__EXTRAIT CHOISI__
^^^^

Six ans après la dernière édition, l’AFJE et le Cercle Montesquieu publient les résultats de leur enquête sur la rémunération des juristes d’entreprise. Menée en partenariat avec Atorus Executive et Lamy Liaisons Karnov, cette étude est une référence du secteur depuis quarante ans. Elle révèle un panorama fiable des pratiques salariales dans les directions juridiques à tous niveaux de séniorité.

Les Français n’aiment pas parler de leur salaire en public. Curieusement, c’est un sujet qui dérange. Sans doute par peur de susciter la jalousie, ou peut-être la déception. Fort heureusement, l’AFJE et le Cercle Montesquieu se chargent, à intervalles réguliers, de proposer un panorama fiable des pratiques salariales dans les directions juridiques, de manière à informer les professionnels. Il est la synthèse d’une enquête menée en ligne auprès de plus de 1000 juristes et porte sur trois profils principaux : les juristes, les responsables juridiques et les directeurs juridiques.

^^^^

__DONNÉES__
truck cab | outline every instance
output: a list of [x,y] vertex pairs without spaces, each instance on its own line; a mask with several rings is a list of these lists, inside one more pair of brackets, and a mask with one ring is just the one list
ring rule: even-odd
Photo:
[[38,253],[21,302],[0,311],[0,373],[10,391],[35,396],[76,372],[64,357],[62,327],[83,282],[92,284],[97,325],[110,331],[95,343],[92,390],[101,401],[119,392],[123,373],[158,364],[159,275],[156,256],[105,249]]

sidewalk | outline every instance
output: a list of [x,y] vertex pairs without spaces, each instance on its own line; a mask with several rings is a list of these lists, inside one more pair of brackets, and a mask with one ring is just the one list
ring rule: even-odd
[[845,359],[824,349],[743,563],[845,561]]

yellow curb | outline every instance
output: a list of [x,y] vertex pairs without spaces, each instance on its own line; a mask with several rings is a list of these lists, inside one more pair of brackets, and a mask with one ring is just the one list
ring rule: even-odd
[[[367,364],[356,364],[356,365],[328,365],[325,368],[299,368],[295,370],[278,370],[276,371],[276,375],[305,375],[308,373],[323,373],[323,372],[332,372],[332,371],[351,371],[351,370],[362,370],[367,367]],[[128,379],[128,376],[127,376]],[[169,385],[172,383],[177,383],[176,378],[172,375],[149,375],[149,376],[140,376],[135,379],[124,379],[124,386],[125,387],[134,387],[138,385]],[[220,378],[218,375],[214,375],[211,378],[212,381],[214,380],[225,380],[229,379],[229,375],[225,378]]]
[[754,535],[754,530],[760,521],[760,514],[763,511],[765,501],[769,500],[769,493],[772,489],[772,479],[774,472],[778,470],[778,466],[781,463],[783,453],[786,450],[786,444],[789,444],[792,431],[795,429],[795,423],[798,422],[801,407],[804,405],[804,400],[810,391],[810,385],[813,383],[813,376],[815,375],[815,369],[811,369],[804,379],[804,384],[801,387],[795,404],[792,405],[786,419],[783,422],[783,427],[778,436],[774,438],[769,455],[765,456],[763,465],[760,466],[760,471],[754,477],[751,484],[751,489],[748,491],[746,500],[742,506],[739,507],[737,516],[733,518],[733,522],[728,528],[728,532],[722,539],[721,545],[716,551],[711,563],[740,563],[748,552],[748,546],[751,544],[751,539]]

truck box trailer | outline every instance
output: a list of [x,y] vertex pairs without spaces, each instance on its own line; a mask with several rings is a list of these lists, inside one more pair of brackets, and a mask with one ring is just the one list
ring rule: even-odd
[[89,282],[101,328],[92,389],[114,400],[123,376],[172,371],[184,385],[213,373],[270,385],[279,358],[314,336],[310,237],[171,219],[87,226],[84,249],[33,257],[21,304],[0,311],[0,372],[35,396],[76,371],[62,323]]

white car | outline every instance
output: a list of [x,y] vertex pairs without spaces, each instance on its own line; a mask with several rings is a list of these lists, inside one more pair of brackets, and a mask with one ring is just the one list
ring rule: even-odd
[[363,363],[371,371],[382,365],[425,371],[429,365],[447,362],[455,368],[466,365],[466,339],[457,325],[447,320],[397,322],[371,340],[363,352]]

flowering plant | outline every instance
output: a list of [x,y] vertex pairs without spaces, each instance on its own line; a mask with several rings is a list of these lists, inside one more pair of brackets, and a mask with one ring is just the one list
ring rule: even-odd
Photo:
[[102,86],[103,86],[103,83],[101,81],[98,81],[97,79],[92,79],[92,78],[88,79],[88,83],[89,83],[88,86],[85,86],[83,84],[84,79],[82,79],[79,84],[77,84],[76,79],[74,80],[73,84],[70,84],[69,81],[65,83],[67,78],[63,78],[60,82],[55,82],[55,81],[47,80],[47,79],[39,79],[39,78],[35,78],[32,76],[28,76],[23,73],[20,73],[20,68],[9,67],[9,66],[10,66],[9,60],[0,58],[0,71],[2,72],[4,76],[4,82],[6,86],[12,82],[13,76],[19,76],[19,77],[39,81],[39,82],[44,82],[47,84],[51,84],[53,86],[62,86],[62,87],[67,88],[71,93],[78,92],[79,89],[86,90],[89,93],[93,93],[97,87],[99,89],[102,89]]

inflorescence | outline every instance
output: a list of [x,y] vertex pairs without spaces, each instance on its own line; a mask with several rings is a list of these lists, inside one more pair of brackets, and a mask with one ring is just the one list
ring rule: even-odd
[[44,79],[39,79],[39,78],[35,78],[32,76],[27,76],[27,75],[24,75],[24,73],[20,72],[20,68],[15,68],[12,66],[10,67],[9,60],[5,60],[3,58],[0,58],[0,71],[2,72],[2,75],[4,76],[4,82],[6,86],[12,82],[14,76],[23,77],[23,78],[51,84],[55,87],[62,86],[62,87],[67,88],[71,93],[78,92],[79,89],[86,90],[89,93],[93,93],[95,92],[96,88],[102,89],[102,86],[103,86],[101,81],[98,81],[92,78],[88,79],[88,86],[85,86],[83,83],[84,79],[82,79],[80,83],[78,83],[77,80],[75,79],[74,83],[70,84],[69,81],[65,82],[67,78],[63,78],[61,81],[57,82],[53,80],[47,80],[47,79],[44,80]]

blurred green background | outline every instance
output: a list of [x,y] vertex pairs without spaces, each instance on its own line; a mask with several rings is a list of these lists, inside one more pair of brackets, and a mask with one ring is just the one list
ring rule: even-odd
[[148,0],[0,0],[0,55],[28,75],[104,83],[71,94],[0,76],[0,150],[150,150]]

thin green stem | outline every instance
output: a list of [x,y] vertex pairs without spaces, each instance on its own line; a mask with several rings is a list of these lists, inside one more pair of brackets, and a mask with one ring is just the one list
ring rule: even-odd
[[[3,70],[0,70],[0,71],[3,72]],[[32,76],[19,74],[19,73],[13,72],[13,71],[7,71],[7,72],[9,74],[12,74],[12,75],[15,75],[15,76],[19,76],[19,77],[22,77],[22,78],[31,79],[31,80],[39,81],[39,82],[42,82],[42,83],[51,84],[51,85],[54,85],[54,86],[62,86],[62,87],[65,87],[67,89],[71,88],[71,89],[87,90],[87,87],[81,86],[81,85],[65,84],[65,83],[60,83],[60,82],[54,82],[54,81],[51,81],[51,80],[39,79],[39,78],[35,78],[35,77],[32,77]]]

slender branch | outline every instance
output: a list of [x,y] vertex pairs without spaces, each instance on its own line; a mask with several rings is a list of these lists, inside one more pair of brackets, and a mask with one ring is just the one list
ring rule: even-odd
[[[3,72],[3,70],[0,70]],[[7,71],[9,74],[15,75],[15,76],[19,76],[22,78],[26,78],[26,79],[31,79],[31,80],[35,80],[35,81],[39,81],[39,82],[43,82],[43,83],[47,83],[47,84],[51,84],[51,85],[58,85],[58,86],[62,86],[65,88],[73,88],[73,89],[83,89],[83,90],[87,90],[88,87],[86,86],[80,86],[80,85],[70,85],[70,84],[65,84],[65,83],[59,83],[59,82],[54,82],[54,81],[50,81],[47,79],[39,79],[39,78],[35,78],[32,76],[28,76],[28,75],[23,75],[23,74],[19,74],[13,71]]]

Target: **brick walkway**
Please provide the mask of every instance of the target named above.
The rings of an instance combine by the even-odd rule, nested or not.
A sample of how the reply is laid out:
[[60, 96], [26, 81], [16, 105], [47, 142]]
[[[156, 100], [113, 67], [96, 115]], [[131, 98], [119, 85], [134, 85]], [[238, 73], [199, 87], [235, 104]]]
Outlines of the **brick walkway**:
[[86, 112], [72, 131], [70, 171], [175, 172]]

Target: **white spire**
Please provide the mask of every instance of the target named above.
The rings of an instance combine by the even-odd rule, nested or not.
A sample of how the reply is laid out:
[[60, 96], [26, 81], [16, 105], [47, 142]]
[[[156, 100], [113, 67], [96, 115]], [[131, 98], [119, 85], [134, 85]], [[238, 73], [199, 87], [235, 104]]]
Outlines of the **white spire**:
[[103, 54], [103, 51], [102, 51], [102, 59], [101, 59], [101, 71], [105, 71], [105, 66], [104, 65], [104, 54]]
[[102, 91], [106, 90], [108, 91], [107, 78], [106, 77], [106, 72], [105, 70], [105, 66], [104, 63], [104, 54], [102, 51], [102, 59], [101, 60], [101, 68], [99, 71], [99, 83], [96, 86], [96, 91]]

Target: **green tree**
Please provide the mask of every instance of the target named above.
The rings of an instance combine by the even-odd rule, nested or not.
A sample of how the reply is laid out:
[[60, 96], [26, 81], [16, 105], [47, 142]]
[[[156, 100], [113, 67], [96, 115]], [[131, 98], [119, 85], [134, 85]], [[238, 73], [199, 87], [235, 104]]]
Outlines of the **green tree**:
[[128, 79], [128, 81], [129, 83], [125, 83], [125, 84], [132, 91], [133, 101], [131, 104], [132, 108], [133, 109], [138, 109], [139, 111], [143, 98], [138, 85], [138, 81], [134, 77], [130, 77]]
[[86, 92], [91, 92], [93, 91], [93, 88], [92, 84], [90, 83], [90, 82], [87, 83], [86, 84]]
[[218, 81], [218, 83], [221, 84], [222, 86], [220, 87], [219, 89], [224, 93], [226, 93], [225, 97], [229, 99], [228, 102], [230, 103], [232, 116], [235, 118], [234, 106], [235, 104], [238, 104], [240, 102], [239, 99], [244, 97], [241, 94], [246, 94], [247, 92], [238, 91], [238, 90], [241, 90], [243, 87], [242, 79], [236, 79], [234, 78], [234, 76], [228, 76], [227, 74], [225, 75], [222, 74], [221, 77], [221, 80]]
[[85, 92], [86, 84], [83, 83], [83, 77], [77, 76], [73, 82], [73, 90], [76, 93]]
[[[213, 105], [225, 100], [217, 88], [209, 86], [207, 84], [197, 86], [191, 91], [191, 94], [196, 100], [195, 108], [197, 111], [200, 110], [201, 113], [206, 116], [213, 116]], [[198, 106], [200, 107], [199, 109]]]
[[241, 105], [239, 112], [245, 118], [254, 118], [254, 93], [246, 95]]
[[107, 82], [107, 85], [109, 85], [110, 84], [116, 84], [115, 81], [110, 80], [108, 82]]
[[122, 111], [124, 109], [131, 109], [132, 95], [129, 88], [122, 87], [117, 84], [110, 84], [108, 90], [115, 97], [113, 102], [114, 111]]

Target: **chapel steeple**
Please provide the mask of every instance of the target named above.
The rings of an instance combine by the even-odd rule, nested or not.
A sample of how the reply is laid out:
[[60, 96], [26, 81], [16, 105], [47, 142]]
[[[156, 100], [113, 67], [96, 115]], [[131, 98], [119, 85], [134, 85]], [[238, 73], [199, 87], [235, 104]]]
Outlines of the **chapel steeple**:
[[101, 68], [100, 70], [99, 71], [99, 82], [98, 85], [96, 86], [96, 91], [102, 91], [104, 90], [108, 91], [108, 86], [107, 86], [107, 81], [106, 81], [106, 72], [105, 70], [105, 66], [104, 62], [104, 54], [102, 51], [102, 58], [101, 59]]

^^^^

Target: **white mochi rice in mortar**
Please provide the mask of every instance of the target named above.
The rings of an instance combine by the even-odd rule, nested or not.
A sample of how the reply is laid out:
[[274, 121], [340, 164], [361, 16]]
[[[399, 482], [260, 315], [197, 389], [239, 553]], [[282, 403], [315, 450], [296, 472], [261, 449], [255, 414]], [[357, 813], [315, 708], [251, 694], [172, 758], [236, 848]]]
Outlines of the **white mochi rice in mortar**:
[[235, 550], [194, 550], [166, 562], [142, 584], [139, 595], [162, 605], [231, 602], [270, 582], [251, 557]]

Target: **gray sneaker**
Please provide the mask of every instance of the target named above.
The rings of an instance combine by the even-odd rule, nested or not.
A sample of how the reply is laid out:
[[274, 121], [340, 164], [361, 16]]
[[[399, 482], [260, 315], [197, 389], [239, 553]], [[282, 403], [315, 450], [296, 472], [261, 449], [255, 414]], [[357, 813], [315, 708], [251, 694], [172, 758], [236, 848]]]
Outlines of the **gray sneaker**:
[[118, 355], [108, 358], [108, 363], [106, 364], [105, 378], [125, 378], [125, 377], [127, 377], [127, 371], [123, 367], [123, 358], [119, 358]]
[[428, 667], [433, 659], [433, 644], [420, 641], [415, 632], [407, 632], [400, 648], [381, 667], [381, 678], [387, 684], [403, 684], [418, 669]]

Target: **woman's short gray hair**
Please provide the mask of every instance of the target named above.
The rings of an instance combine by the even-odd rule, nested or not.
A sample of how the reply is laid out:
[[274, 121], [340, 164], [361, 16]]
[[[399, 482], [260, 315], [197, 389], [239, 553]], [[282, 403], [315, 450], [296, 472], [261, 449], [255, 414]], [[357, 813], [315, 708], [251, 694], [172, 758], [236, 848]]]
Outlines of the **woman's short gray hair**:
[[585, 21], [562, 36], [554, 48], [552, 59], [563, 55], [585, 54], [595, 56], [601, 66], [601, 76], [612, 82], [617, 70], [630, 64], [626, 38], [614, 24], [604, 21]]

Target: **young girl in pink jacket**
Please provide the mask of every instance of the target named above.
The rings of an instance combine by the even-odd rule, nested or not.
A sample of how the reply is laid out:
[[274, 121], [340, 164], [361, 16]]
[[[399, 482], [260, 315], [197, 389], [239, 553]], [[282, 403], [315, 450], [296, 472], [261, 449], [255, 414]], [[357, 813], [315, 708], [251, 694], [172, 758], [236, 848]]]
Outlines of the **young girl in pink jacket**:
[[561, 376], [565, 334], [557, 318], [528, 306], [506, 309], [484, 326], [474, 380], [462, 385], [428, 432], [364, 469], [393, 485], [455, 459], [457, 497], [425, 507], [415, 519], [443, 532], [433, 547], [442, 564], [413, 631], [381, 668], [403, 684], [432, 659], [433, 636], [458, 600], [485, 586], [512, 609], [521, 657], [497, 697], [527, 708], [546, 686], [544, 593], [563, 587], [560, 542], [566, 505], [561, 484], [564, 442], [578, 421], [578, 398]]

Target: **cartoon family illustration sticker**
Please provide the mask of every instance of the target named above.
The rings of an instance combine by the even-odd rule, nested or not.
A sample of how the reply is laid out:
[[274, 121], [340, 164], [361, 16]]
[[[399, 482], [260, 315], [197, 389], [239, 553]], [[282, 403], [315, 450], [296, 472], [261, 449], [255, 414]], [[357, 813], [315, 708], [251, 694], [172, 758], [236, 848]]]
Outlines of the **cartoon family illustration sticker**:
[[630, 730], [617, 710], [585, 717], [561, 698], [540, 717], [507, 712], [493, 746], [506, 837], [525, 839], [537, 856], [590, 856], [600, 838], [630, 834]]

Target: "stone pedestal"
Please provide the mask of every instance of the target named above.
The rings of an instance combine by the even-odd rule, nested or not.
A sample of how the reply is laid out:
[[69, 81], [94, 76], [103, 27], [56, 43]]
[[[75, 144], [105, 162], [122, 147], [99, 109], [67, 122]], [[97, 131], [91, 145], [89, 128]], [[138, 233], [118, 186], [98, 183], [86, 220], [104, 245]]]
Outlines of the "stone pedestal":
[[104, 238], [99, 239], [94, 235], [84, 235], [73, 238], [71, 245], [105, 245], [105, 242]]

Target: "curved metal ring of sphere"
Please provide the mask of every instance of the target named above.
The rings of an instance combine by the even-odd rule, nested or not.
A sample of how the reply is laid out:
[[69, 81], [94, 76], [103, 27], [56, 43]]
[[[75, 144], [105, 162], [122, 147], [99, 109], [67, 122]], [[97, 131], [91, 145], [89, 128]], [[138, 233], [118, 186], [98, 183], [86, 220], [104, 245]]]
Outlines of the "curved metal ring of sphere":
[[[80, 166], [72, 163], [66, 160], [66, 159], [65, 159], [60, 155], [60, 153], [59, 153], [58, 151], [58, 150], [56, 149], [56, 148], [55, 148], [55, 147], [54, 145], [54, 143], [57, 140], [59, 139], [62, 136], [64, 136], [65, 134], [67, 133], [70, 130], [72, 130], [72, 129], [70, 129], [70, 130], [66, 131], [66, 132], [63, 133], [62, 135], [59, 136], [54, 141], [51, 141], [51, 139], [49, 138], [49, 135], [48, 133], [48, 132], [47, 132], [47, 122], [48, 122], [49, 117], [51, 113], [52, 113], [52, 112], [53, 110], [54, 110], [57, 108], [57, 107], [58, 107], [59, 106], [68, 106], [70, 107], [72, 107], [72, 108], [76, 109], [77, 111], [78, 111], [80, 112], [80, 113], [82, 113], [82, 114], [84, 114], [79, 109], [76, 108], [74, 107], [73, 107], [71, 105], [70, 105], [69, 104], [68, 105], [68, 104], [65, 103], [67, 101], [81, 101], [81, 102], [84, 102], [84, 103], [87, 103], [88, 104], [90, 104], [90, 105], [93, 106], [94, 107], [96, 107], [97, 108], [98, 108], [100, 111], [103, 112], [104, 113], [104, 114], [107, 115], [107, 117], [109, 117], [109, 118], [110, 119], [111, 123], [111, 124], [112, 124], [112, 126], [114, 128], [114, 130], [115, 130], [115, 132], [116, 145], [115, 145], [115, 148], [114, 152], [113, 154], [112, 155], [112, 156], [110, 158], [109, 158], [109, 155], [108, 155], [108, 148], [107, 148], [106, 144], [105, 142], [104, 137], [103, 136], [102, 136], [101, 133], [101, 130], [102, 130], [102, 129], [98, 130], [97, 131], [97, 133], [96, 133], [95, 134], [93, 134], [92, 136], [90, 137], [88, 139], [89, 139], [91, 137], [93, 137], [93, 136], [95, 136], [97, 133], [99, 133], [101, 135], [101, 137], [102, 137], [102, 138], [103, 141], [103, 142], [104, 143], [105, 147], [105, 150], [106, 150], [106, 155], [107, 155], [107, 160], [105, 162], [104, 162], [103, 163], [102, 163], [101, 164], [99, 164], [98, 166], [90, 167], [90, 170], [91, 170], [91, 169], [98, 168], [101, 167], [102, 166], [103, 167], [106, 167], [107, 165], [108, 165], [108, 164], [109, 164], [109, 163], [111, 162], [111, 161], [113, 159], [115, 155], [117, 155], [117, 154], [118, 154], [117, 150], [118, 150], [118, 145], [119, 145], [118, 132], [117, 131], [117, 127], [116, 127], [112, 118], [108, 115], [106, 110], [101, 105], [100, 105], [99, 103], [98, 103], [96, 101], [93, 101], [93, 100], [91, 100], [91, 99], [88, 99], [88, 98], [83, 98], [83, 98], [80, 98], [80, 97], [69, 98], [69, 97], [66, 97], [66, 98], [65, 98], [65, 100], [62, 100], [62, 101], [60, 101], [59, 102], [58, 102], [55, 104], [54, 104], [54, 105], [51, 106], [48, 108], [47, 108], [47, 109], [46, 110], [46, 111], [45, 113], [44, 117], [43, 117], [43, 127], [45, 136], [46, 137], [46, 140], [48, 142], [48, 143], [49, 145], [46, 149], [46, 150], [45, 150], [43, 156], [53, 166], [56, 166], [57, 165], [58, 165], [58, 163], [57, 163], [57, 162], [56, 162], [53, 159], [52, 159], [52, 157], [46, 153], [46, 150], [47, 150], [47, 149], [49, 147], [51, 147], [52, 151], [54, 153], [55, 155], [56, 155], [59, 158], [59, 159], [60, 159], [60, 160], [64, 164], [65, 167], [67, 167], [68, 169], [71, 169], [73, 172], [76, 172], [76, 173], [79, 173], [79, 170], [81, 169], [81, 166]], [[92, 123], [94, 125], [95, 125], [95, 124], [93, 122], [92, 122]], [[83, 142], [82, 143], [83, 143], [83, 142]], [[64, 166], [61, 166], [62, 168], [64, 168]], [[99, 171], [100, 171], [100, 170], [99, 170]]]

^^^^

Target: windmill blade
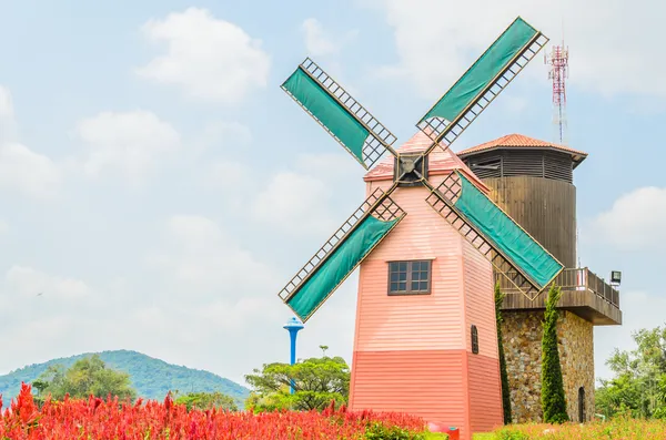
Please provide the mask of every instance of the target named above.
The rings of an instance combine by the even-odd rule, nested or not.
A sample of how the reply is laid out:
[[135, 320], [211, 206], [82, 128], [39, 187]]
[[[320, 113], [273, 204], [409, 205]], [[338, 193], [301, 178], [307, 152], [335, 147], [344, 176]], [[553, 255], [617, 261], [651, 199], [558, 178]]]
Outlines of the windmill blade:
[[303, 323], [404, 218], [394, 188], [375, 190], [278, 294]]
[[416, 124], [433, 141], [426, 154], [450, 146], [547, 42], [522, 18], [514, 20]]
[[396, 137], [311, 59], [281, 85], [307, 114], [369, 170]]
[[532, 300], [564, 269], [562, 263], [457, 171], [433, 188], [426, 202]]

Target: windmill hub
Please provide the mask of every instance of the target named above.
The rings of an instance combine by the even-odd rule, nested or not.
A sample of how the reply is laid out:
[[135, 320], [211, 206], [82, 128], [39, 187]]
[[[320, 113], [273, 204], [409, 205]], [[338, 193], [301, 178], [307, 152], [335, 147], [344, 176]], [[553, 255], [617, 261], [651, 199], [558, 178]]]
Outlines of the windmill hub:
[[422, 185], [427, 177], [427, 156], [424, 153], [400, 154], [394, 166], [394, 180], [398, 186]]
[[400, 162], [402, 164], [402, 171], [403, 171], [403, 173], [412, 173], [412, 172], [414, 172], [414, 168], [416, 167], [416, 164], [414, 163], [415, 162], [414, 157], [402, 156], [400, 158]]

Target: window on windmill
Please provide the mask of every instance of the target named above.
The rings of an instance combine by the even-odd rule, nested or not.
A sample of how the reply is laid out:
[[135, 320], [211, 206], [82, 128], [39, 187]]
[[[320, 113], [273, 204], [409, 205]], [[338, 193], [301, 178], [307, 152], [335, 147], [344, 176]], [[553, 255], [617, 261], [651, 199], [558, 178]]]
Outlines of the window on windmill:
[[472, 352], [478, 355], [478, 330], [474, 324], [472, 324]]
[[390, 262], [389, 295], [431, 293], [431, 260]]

^^^^

__CONSIGNES__
a: D'après l'extrait sur l'enquête de rémunération des juristes d'entreprise, répondez brièvement à chaque point :
(i) Combien d'années séparent cette publication de la dernière édition ?
(ii) Depuis combien de temps cette étude fait-elle référence dans le secteur ?
(iii) Quels sont les trois profils principaux sur lesquels porte l'enquête ?
b: Recopiez le passage de l'extrait sur la rémunération des juristes d'entreprise qui commence par « Six ans après » et se termine par « niveaux de séniorité. ».

__RÉPONSES__
a:
(i) Six ans.
(ii) Depuis quarante ans.
(iii) Les juristes, les responsables juridiques et les directeurs juridiques.

b:
Six ans après la dernière édition, l’AFJE et le Cercle Montesquieu publient les résultats de leur enquête sur la rémunération des juristes d’entreprise. Menée en partenariat avec Atorus Executive et Lamy Liaisons Karnov, cette étude est une référence du secteur depuis quarante ans. Elle révèle un panorama fiable des pratiques salariales dans les directions juridiques à tous niveaux de séniorité.